- **TÂCHES À EFFECTUER**
1. Affichez le passage de l'article sur le woke washing qui va de « C’est peu de » à « fil du rasoir. ».
2. Traduisez en anglais cette phrase de l'article sur le woke washing : « Bien que les entreprises soient clairement attendues sur les questions sociétales, l’opportunisme et les faux-nez ne sont jamais bien loin. »

Woke washing : Doit-on redouter un nouveau green washing dans la communication des marques et des entreprises ?

Dans le sillage du mouvement Black Lives Matter et des manifestations antiracistes en Europe et en Amérique du Nord, nombre de marques ont publiquement pris position contre la discrimination raciale à travers des actes concrets mais aussi des paroles plutôt incantatoires et du marketing maquillé pas toujours de bon aloi. Bien que les entreprises soient clairement attendues sur les questions sociétales, l’opportunisme et les faux-nez ne sont jamais bien loin. Allons-nous entrer dans l’ère du woke washing ?

C’est peu de dire que la mort de George Floyd a suscité un tsunami de protestations contre la ségrégation souvent imposée aux communautés noires. A tel point que le groupe Mars, propriétaire de la célèbre marque Uncle Ben’s, songe très sérieusement à se débarrasser de la bobine conviviale de son effigie qui a pourtant accompagné la toute première marque de riz au monde depuis les années 30. A l’aune des contestations antiracistes, Uncle Ben’s incarne désormais la résurgence d’un passé esclavagiste dans les Etats du Sud. Sitôt l’effet d’annonce passé, d’autres marques se sont engouffrées de diverses manières dans le débat antiraciste mais non sans déclencher parfois des grincements de dent et des critiques cinglantes. Entre activisme des marques et mercantilisme opportuniste, les marques et les entreprises marchent sur le fil du rasoir.

- **DONNÉES SOURCES**
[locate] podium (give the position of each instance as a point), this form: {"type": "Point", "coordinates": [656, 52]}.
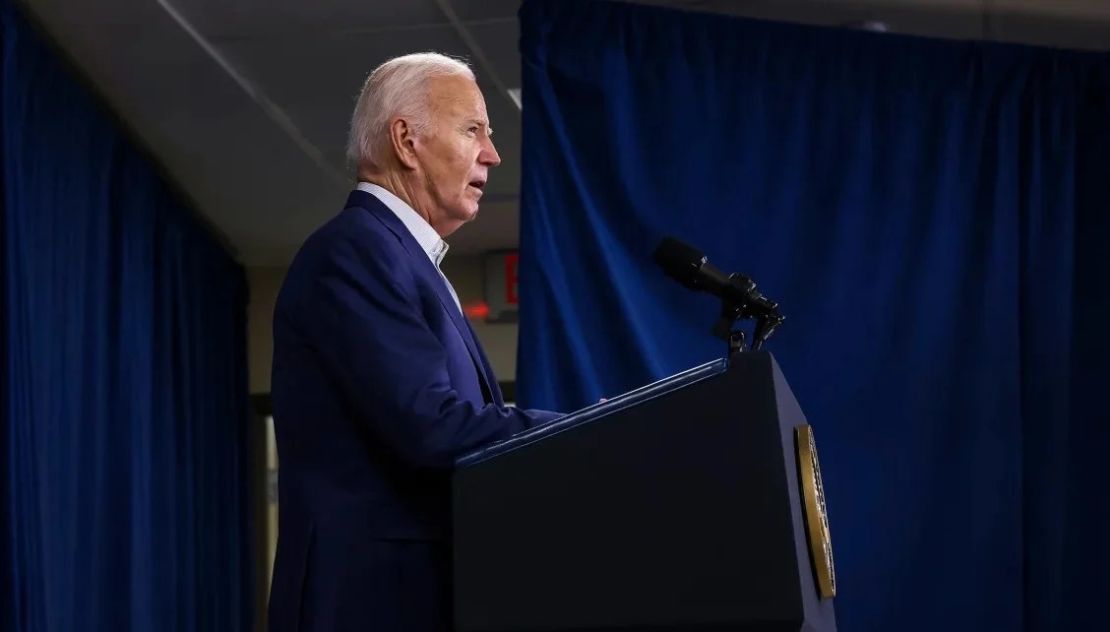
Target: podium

- **RÉSULTATS**
1.
C’est peu de dire que la mort de George Floyd a suscité un tsunami de protestations contre la ségrégation souvent imposée aux communautés noires. A tel point que le groupe Mars, propriétaire de la célèbre marque Uncle Ben’s, songe très sérieusement à se débarrasser de la bobine conviviale de son effigie qui a pourtant accompagné la toute première marque de riz au monde depuis les années 30. A l’aune des contestations antiracistes, Uncle Ben’s incarne désormais la résurgence d’un passé esclavagiste dans les Etats du Sud. Sitôt l’effet d’annonce passé, d’autres marques se sont engouffrées de diverses manières dans le débat antiraciste mais non sans déclencher parfois des grincements de dent et des critiques cinglantes. Entre activisme des marques et mercantilisme opportuniste, les marques et les entreprises marchent sur le fil du rasoir.

2. Although companies are clearly expected to take a stand on societal issues, opportunism and false fronts are never far away.